_WORK ORDER_
Your answer should consist of the complete listing, repeated verbatim.
DATA EXTRACT Start Marker
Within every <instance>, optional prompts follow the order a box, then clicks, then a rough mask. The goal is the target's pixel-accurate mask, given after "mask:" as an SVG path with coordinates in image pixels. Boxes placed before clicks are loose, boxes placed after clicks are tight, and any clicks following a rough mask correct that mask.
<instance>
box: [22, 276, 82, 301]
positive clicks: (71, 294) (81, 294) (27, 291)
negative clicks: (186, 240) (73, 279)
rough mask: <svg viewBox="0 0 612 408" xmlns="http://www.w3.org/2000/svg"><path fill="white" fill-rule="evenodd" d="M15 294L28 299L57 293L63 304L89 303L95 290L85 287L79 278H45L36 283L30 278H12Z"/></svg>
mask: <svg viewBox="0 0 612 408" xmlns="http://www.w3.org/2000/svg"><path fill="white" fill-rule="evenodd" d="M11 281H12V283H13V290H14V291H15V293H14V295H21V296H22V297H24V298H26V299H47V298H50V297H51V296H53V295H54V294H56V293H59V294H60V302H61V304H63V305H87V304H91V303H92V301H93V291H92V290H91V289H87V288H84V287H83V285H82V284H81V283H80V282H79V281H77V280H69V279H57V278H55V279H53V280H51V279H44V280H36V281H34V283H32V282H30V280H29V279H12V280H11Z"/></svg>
DATA EXTRACT End Marker
_OUTPUT BELOW_
Within every <instance>, optional prompts follow the order a box, then clicks, then a rough mask. The goal is the target's pixel-accurate mask, given after "mask:" as an SVG path with coordinates in image pixels. Boxes placed before clicks are loose, boxes placed after clicks are tight, and any clicks following a rough mask correct that mask.
<instance>
box: [22, 276, 82, 301]
positive clicks: (71, 294) (81, 294) (27, 291)
negative clicks: (186, 240) (73, 279)
rough mask: <svg viewBox="0 0 612 408" xmlns="http://www.w3.org/2000/svg"><path fill="white" fill-rule="evenodd" d="M15 294L28 299L57 293L63 304L89 303L95 290L85 287L79 278H45L36 283L30 278H12Z"/></svg>
mask: <svg viewBox="0 0 612 408" xmlns="http://www.w3.org/2000/svg"><path fill="white" fill-rule="evenodd" d="M11 281H12V283H13V290H14V291H15V293H14V295H21V296H22V297H24V298H26V299H47V298H50V297H51V296H53V295H54V294H56V293H59V294H60V302H61V304H63V305H87V304H91V303H92V301H93V291H92V290H91V289H87V288H84V287H83V285H82V284H81V283H80V282H79V281H77V280H69V279H57V278H55V279H53V280H51V279H44V280H36V281H34V283H32V282H30V280H29V279H12V280H11Z"/></svg>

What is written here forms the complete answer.